**ACTION ITEM**
Word for word, restate the lines from the top of the records below through the line with "the riverbank, and", both included, with no pictures in the result.

**MATERIAL TO PROCESS**
* * *
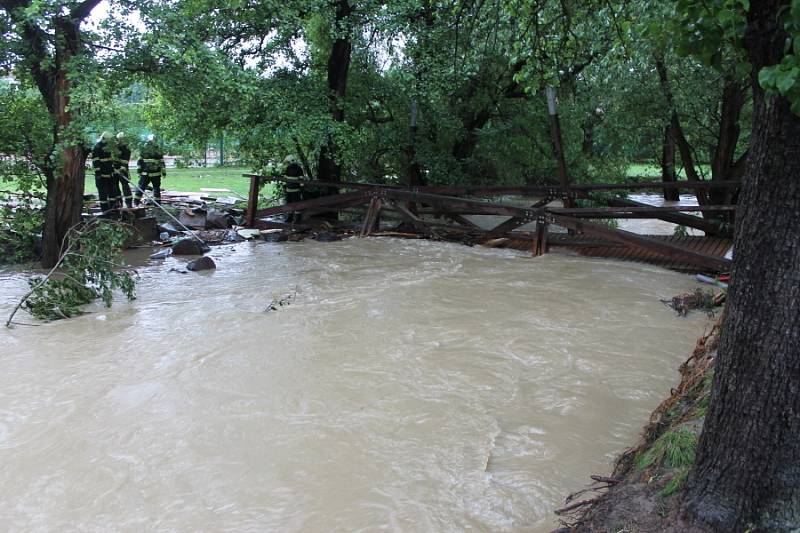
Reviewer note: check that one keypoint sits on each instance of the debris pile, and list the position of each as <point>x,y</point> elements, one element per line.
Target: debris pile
<point>698,299</point>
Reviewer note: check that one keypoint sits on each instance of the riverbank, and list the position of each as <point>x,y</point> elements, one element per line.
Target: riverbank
<point>643,493</point>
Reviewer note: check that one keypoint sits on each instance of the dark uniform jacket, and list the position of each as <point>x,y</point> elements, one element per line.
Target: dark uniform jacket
<point>123,158</point>
<point>151,161</point>
<point>102,160</point>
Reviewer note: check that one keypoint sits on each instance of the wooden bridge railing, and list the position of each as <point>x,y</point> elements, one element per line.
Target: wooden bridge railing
<point>395,199</point>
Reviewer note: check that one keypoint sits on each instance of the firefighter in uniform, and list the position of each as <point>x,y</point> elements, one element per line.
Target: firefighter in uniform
<point>151,168</point>
<point>103,165</point>
<point>122,176</point>
<point>294,190</point>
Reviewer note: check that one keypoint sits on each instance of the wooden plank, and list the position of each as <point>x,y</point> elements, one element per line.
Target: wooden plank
<point>540,244</point>
<point>252,201</point>
<point>464,221</point>
<point>324,201</point>
<point>514,222</point>
<point>663,248</point>
<point>555,191</point>
<point>269,224</point>
<point>371,217</point>
<point>675,218</point>
<point>414,220</point>
<point>641,208</point>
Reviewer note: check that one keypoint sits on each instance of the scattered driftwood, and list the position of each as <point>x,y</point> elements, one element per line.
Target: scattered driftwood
<point>605,479</point>
<point>698,299</point>
<point>285,301</point>
<point>398,234</point>
<point>576,505</point>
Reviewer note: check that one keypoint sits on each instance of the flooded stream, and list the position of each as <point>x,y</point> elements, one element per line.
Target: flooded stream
<point>409,386</point>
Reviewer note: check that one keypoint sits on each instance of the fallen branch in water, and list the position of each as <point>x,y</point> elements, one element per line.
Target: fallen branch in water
<point>604,479</point>
<point>277,303</point>
<point>575,505</point>
<point>43,280</point>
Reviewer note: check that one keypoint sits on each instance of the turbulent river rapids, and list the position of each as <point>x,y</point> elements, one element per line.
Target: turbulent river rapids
<point>407,386</point>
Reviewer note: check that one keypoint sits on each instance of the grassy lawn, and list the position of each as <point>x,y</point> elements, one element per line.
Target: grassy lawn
<point>650,170</point>
<point>193,179</point>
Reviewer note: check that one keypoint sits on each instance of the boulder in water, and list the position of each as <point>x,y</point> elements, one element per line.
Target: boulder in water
<point>202,263</point>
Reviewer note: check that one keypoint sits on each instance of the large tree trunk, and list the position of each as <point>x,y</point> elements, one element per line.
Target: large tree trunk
<point>668,174</point>
<point>747,472</point>
<point>65,187</point>
<point>328,167</point>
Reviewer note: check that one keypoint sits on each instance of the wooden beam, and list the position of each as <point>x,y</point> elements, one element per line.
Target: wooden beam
<point>324,201</point>
<point>540,244</point>
<point>514,222</point>
<point>684,220</point>
<point>555,191</point>
<point>462,220</point>
<point>252,201</point>
<point>269,224</point>
<point>414,220</point>
<point>641,209</point>
<point>671,251</point>
<point>371,217</point>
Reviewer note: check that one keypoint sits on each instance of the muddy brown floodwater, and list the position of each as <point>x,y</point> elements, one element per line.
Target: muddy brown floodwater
<point>410,386</point>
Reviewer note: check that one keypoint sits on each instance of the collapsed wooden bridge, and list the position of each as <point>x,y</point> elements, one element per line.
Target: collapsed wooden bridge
<point>441,213</point>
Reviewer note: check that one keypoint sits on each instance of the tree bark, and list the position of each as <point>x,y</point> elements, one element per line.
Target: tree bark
<point>328,168</point>
<point>65,186</point>
<point>747,471</point>
<point>668,174</point>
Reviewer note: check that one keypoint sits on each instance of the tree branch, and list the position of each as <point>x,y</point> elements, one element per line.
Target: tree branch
<point>83,10</point>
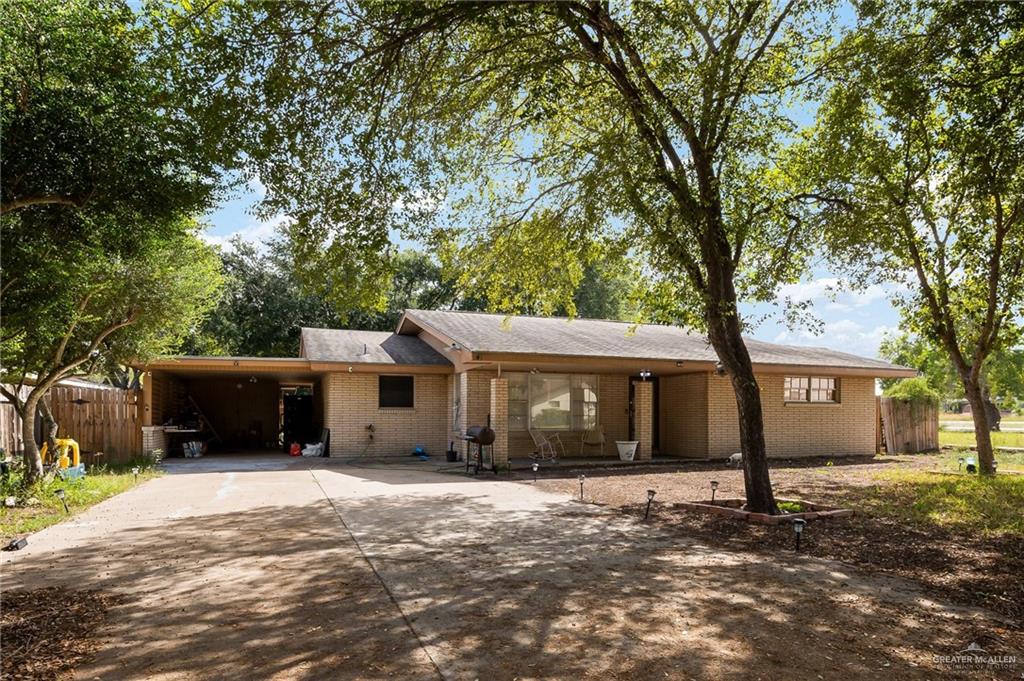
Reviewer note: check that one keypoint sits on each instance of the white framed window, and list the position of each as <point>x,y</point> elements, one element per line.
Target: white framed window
<point>552,401</point>
<point>811,389</point>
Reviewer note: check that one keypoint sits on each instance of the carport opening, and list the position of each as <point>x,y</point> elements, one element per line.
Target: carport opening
<point>238,413</point>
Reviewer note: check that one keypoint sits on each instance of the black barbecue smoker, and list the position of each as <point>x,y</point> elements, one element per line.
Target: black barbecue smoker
<point>483,438</point>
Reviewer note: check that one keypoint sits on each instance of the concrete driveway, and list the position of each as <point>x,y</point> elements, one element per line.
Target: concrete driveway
<point>279,568</point>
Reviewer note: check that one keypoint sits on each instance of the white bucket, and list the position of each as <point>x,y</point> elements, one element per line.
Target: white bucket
<point>627,449</point>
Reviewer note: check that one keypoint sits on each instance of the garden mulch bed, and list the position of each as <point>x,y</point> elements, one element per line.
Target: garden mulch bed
<point>965,568</point>
<point>47,633</point>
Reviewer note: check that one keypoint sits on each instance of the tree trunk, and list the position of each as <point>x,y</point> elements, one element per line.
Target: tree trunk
<point>50,426</point>
<point>33,462</point>
<point>757,479</point>
<point>982,433</point>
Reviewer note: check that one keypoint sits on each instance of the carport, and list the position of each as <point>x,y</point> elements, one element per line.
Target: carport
<point>232,405</point>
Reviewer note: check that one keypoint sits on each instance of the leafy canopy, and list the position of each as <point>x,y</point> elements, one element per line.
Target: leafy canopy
<point>500,134</point>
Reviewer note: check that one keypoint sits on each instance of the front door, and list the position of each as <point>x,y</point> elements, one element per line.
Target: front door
<point>654,418</point>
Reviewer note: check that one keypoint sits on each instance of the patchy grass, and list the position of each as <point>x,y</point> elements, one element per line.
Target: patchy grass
<point>39,507</point>
<point>1010,462</point>
<point>960,438</point>
<point>1007,418</point>
<point>966,504</point>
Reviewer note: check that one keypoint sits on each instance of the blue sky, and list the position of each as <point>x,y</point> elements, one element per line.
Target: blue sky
<point>852,322</point>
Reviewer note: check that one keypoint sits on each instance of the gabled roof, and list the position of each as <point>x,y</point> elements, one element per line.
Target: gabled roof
<point>373,347</point>
<point>479,332</point>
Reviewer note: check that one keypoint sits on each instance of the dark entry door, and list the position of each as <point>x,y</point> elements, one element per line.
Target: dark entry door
<point>654,418</point>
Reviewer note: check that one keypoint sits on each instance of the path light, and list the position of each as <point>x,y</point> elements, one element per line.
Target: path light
<point>798,527</point>
<point>60,496</point>
<point>16,544</point>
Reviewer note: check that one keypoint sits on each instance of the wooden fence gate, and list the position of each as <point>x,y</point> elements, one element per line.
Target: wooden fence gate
<point>908,427</point>
<point>99,418</point>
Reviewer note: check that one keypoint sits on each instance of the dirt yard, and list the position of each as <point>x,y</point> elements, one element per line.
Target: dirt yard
<point>954,562</point>
<point>340,571</point>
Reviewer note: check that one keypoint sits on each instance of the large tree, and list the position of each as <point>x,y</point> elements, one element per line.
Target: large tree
<point>75,305</point>
<point>532,131</point>
<point>100,171</point>
<point>923,140</point>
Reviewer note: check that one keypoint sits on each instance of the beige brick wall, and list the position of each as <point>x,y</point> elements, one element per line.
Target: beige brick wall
<point>643,396</point>
<point>350,405</point>
<point>796,430</point>
<point>683,407</point>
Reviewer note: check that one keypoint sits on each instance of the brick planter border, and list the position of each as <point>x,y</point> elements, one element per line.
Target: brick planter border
<point>731,508</point>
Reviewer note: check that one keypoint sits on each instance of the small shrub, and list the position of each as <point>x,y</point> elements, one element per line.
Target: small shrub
<point>914,390</point>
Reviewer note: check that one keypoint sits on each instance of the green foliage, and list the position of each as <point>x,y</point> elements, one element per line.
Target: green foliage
<point>89,118</point>
<point>38,506</point>
<point>973,504</point>
<point>922,140</point>
<point>915,390</point>
<point>967,438</point>
<point>102,172</point>
<point>494,134</point>
<point>1003,373</point>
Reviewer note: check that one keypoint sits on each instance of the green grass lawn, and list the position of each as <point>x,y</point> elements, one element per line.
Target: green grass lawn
<point>966,503</point>
<point>39,506</point>
<point>954,438</point>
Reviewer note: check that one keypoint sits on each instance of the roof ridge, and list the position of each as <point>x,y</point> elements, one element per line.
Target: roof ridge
<point>542,316</point>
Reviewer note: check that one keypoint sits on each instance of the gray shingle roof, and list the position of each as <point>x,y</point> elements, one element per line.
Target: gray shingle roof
<point>558,336</point>
<point>375,347</point>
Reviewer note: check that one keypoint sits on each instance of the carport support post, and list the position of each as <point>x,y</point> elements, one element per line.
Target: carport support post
<point>500,421</point>
<point>643,403</point>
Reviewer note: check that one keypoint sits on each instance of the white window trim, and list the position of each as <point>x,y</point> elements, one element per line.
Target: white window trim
<point>529,406</point>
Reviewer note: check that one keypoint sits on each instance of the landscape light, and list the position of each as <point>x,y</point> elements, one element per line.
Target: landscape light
<point>16,544</point>
<point>798,527</point>
<point>60,496</point>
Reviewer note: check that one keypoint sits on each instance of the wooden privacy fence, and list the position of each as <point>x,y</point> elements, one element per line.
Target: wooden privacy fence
<point>908,427</point>
<point>99,418</point>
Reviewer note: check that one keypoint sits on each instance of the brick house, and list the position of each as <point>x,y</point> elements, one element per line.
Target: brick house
<point>440,372</point>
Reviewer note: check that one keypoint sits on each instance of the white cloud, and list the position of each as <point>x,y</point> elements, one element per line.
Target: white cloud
<point>835,293</point>
<point>257,231</point>
<point>843,335</point>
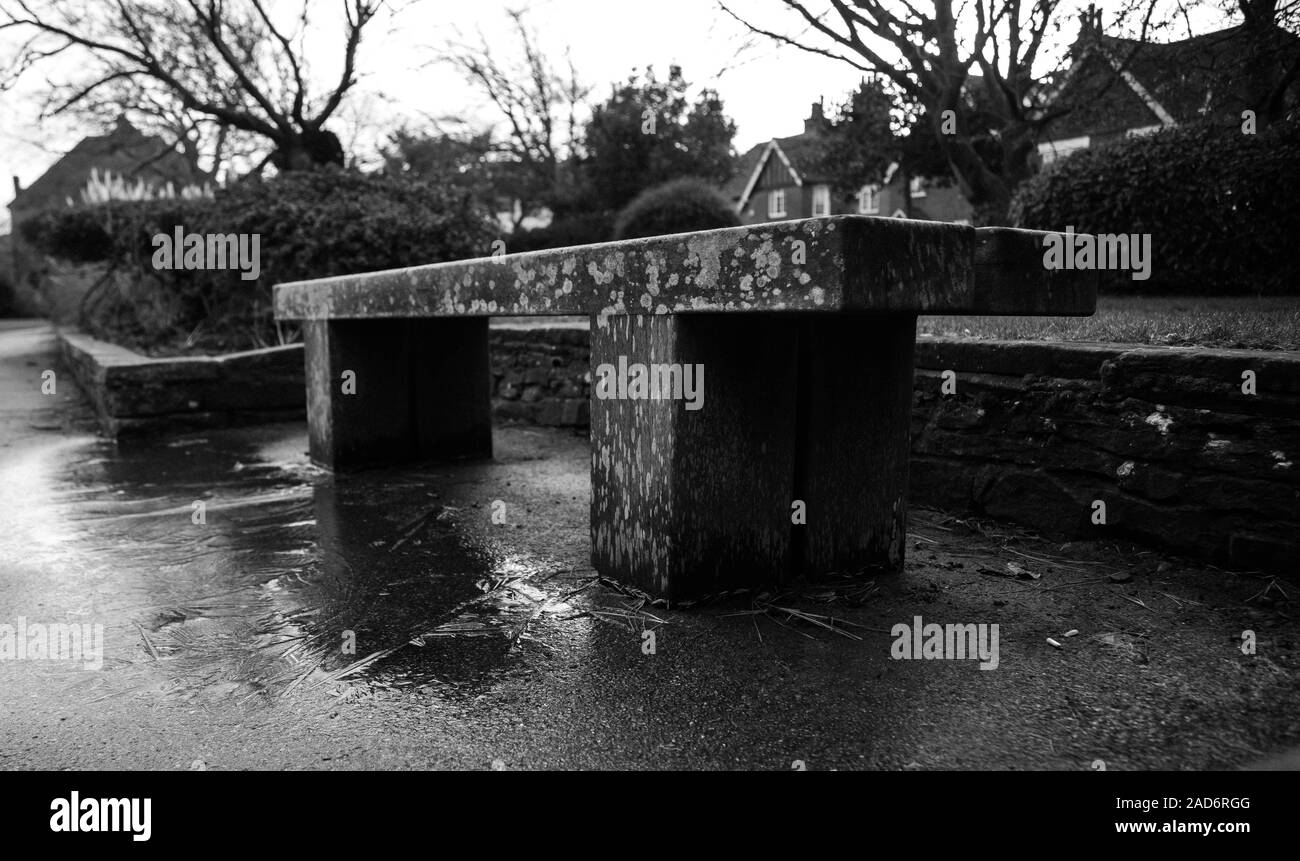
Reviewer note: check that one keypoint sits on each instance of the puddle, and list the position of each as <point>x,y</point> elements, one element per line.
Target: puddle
<point>250,575</point>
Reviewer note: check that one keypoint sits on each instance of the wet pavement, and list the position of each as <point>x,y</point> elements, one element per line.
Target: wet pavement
<point>385,621</point>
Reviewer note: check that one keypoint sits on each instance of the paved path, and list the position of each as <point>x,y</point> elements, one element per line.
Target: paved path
<point>224,640</point>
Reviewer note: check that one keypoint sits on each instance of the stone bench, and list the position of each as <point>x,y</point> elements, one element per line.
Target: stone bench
<point>805,331</point>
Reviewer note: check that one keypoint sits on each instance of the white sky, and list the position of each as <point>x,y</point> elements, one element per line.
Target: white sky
* * *
**TASK RESULT**
Reviewer note: check that one keypoint sits on each instance of the debris pile, and list the position of each as <point>x,y</point> elements, one element per line.
Target: debris pile
<point>698,299</point>
Reviewer note: check that one keypoint sits on each instance of the riverbank, and list the position of each as <point>x,y</point> elements, one element per line.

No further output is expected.